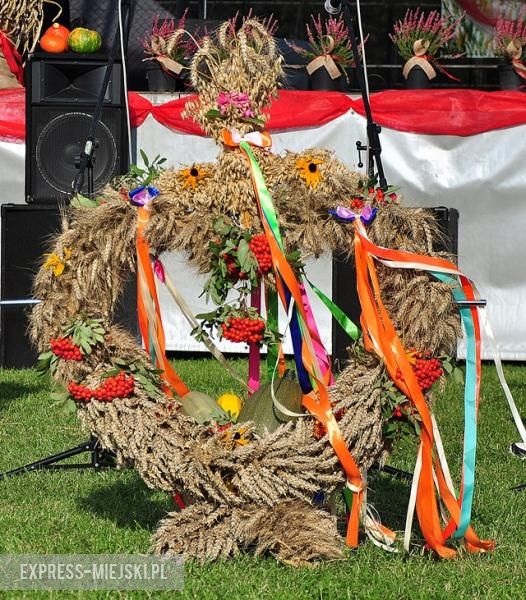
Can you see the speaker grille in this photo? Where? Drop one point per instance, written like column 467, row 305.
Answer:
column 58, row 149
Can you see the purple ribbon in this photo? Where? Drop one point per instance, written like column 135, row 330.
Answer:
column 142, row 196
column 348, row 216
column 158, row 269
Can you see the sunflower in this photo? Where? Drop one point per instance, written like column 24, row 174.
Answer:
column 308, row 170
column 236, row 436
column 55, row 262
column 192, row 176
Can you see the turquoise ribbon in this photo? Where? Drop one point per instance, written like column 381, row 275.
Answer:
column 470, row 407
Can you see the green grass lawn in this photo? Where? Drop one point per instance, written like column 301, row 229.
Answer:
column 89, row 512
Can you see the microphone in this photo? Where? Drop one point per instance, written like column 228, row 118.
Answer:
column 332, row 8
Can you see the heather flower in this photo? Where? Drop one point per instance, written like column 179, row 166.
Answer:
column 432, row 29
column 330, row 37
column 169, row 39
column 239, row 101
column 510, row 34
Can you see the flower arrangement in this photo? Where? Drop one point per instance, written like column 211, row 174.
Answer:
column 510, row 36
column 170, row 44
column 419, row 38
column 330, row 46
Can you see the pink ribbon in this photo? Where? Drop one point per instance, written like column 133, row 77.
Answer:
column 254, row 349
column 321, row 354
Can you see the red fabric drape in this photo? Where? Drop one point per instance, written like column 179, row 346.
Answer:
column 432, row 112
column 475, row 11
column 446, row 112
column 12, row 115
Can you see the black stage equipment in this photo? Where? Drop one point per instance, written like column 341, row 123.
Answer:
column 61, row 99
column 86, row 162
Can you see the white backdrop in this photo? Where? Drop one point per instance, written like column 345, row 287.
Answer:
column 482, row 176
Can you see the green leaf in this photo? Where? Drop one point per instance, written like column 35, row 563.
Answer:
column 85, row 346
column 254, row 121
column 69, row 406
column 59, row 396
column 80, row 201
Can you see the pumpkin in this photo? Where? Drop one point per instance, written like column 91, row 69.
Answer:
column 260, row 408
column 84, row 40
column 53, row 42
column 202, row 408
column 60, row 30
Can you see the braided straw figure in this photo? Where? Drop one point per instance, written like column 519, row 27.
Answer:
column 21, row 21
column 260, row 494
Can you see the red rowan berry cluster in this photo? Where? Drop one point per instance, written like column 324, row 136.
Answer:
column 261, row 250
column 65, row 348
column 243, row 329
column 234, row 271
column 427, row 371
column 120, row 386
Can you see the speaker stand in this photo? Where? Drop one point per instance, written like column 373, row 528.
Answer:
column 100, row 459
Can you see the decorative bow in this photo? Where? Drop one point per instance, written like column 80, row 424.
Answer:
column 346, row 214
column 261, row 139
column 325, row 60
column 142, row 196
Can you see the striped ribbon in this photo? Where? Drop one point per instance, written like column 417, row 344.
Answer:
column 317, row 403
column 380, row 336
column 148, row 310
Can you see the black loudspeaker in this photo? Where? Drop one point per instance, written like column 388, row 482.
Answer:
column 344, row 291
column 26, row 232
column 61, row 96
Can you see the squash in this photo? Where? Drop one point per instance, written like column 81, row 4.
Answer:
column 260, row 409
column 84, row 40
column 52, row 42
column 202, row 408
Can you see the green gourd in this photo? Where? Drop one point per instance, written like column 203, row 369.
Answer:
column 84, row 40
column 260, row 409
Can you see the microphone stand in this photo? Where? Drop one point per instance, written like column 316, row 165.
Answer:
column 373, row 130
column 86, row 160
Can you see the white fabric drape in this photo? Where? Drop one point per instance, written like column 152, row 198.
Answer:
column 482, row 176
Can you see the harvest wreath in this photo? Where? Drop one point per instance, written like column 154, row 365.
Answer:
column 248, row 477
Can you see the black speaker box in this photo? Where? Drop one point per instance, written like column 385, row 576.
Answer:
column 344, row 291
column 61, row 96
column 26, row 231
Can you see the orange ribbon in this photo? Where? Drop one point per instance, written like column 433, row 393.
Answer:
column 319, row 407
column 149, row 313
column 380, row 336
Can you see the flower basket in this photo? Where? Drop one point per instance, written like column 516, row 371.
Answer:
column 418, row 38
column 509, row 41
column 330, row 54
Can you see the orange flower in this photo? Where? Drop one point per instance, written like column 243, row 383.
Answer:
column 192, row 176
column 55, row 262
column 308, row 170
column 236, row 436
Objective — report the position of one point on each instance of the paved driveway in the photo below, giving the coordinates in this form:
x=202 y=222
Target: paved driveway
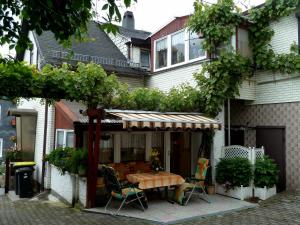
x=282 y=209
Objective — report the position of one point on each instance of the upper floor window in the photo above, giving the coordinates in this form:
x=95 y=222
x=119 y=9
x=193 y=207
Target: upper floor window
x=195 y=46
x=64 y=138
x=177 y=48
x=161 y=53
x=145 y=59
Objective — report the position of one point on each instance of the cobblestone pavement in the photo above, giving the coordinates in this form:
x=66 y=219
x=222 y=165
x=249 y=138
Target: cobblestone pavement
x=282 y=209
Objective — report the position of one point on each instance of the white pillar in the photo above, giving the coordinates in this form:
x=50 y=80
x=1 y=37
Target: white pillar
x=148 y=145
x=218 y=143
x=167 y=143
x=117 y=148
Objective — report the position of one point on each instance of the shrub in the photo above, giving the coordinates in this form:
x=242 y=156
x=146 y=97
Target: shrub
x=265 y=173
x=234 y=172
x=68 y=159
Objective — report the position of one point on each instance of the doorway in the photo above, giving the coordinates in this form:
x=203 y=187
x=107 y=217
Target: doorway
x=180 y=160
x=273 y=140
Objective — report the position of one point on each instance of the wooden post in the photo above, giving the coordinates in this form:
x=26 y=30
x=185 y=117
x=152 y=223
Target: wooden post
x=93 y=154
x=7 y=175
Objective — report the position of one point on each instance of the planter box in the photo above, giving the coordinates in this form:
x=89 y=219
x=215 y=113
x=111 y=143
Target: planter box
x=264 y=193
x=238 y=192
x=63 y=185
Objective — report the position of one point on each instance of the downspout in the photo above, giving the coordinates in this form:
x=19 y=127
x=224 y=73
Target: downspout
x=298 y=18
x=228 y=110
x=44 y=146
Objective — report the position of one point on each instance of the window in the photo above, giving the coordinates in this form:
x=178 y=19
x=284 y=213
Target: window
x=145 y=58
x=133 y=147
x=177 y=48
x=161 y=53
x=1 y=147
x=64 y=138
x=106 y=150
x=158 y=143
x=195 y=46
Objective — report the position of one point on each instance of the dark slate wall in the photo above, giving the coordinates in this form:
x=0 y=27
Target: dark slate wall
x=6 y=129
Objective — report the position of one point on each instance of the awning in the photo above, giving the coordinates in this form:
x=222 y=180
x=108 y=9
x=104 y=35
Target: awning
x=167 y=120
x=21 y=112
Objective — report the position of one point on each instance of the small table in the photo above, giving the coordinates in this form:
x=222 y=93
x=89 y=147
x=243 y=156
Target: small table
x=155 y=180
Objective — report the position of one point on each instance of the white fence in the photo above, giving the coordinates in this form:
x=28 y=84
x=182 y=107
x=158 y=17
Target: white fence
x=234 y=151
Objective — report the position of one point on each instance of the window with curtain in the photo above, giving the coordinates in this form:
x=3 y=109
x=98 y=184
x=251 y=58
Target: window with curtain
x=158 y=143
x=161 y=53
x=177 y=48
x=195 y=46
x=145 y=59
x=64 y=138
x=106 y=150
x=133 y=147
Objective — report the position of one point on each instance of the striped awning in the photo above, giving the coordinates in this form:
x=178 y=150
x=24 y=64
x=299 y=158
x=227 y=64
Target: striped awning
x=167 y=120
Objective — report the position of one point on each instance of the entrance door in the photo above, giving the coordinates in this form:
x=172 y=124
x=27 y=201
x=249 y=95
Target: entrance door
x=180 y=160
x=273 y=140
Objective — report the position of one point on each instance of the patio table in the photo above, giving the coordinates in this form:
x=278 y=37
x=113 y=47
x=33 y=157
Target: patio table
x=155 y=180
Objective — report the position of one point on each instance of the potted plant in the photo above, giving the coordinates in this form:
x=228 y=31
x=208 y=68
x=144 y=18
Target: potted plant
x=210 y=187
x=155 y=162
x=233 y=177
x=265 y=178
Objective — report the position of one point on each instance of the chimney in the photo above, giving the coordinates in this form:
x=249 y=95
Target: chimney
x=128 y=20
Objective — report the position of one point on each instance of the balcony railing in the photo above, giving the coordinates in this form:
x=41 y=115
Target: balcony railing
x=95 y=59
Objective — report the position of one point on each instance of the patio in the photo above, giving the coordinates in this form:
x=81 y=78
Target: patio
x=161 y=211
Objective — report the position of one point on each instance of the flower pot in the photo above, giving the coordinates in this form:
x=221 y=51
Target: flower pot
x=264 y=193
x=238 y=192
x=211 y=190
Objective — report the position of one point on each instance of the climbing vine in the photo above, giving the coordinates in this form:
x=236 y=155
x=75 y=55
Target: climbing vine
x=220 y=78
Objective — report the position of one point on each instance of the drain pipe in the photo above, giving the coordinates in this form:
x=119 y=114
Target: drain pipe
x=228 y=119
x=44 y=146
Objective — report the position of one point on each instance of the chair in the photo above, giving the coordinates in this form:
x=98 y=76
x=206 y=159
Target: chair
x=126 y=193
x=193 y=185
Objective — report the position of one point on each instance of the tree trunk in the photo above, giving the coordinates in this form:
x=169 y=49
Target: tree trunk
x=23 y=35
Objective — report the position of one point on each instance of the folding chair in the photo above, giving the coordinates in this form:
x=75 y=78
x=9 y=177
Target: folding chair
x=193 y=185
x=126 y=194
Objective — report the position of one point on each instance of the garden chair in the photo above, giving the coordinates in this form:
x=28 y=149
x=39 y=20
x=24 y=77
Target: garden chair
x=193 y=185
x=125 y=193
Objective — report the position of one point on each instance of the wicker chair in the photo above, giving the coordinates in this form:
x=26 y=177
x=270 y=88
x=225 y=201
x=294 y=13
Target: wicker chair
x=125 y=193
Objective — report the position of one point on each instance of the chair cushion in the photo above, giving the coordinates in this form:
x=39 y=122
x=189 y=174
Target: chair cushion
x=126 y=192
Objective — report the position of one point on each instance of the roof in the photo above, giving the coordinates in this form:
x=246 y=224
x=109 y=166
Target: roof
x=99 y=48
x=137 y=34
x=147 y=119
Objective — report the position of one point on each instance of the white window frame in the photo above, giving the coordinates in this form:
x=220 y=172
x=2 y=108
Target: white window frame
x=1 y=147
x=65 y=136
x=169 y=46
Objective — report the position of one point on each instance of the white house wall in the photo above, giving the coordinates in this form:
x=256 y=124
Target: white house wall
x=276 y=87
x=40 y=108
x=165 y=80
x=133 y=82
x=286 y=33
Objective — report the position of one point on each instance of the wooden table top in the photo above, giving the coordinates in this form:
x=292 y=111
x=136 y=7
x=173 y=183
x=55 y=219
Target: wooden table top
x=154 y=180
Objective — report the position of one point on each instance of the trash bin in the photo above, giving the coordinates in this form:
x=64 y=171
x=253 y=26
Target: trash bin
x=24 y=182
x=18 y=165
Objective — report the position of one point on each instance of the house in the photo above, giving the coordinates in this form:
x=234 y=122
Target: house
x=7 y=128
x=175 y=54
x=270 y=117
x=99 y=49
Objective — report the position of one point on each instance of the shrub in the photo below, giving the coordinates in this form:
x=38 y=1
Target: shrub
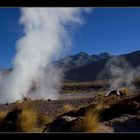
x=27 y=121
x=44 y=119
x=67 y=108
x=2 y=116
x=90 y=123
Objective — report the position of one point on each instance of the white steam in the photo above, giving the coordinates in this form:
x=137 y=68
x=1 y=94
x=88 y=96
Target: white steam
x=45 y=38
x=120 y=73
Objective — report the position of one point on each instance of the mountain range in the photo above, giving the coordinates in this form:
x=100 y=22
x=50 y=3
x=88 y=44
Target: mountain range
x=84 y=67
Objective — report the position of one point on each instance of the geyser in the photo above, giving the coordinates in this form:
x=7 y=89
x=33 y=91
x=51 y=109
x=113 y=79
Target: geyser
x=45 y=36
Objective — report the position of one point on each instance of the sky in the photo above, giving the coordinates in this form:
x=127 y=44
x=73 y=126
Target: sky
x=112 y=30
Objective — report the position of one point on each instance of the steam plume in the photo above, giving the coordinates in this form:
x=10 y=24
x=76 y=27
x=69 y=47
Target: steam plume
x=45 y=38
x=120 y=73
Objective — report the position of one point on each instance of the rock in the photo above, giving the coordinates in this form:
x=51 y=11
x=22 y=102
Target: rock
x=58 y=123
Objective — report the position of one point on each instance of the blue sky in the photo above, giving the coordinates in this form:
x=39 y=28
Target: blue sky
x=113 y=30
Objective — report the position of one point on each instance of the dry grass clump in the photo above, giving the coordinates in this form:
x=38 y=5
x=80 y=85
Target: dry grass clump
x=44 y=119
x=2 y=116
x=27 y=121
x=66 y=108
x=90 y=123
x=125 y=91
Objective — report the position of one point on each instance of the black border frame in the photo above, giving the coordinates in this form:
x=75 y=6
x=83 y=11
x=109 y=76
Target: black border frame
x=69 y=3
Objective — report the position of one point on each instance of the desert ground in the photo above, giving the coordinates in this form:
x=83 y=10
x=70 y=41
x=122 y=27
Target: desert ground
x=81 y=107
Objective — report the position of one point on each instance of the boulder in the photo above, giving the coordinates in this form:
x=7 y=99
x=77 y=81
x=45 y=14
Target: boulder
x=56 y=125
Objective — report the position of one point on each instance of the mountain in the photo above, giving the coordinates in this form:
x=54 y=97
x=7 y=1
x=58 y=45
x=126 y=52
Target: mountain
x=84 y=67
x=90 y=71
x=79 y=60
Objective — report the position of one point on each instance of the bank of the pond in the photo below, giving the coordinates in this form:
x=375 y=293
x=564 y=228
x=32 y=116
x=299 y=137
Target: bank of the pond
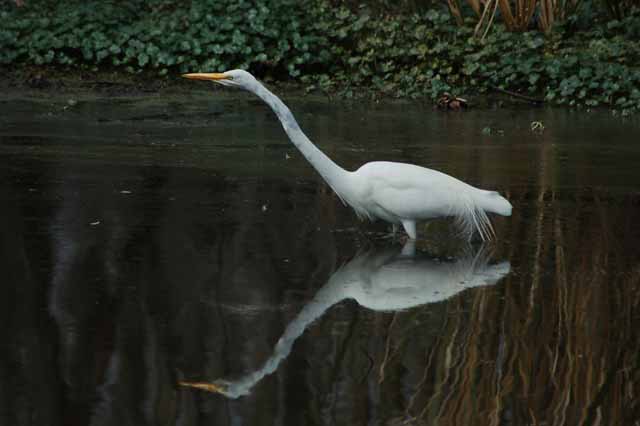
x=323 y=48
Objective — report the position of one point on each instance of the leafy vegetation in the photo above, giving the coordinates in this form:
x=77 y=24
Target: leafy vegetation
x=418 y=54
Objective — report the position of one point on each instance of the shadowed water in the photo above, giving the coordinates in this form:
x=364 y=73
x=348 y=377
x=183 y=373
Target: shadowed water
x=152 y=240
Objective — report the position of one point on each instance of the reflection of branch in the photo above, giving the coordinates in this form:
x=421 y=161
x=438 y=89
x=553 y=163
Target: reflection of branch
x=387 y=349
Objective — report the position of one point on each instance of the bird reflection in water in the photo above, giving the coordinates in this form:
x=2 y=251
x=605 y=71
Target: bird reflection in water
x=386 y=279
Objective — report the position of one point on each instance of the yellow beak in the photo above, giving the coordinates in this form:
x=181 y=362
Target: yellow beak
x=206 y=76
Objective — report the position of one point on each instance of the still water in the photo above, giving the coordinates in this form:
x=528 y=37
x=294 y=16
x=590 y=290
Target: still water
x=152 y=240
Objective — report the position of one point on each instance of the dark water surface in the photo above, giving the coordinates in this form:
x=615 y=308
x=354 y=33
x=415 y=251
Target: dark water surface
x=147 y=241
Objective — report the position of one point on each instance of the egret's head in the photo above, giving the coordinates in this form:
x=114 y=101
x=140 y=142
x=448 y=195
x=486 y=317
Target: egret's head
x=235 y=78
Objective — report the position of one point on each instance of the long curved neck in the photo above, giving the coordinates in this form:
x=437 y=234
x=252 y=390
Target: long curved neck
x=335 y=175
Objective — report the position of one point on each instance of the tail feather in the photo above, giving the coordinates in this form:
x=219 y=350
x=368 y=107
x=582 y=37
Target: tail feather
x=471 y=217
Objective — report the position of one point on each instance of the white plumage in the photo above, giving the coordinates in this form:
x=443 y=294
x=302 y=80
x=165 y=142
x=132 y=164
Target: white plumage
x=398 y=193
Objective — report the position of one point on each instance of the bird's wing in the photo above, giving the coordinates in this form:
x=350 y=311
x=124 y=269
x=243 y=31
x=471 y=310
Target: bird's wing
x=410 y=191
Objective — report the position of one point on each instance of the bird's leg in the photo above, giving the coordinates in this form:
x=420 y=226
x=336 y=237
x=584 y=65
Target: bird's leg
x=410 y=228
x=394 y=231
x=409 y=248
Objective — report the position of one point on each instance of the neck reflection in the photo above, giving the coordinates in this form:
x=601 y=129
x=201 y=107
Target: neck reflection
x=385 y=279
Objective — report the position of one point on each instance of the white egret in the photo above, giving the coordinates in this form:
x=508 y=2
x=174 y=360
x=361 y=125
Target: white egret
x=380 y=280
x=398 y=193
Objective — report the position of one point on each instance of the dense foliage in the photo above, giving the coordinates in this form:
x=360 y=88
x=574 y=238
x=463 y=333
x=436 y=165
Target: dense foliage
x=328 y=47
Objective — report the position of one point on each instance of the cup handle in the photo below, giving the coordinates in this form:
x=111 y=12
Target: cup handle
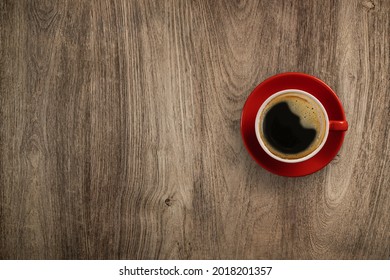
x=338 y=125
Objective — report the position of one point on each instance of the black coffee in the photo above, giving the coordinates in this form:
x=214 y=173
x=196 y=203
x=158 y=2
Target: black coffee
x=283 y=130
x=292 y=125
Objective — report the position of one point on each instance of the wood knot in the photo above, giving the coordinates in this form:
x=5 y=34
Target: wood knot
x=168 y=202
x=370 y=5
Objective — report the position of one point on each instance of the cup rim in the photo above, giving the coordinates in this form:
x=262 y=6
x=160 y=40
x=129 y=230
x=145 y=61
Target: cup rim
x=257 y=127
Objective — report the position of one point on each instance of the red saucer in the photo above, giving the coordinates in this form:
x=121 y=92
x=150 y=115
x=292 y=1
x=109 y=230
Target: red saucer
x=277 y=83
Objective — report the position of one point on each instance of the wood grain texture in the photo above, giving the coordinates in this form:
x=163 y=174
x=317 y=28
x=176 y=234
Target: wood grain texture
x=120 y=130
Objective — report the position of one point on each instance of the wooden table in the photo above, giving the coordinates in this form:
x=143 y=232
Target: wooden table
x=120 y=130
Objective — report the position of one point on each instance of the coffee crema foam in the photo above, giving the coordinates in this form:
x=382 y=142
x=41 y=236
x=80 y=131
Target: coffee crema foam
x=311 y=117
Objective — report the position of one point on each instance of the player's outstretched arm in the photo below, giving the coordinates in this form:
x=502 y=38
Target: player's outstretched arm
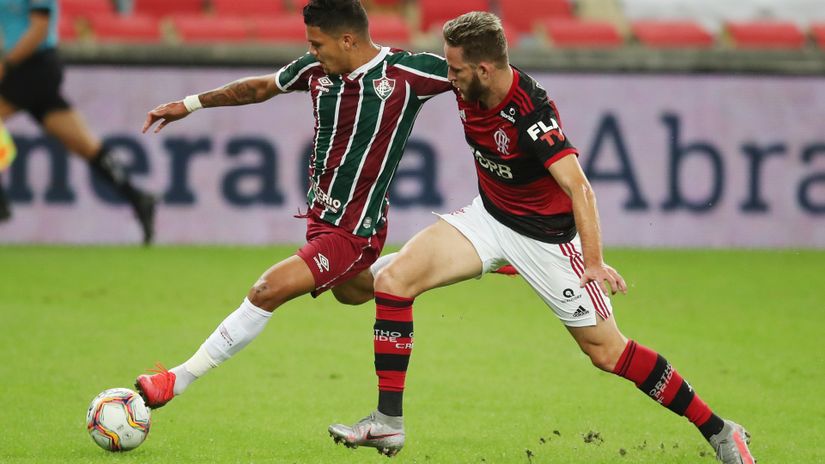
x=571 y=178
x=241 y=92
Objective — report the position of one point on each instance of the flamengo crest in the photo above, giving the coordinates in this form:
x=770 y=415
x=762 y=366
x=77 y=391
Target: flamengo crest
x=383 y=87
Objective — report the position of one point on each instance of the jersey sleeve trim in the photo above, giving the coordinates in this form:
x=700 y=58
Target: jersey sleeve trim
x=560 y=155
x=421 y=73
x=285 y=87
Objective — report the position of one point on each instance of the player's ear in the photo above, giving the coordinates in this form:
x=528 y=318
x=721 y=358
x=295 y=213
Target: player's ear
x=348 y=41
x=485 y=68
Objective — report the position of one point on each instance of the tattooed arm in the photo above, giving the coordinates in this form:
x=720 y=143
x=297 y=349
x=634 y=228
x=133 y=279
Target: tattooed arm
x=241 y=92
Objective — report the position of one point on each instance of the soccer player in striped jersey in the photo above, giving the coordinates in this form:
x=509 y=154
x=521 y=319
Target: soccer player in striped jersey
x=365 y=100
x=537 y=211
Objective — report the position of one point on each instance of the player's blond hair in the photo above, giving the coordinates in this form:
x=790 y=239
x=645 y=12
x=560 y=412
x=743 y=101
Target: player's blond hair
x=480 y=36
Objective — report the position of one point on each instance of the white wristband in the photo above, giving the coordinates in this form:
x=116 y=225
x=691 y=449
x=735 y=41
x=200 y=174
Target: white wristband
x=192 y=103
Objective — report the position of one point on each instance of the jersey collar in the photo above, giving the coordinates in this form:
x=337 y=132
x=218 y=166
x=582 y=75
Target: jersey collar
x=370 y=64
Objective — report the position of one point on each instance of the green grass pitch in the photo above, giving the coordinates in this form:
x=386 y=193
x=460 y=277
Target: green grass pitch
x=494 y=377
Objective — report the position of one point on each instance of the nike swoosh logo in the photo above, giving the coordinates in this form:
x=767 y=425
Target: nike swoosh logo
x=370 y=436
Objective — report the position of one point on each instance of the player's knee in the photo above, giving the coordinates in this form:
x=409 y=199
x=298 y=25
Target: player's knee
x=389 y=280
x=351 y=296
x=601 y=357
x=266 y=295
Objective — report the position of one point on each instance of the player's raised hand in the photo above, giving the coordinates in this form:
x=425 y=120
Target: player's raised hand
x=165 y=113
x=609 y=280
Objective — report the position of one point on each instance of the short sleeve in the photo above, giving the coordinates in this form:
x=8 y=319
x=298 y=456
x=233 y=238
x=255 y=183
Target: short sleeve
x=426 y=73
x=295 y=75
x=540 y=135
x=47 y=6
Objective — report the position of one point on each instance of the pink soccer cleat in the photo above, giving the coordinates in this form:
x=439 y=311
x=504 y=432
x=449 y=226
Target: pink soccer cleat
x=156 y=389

REQUIRED ACTION:
Report the number of lines above holding "microphone", and only that.

RESULT OF THIS EXERCISE:
2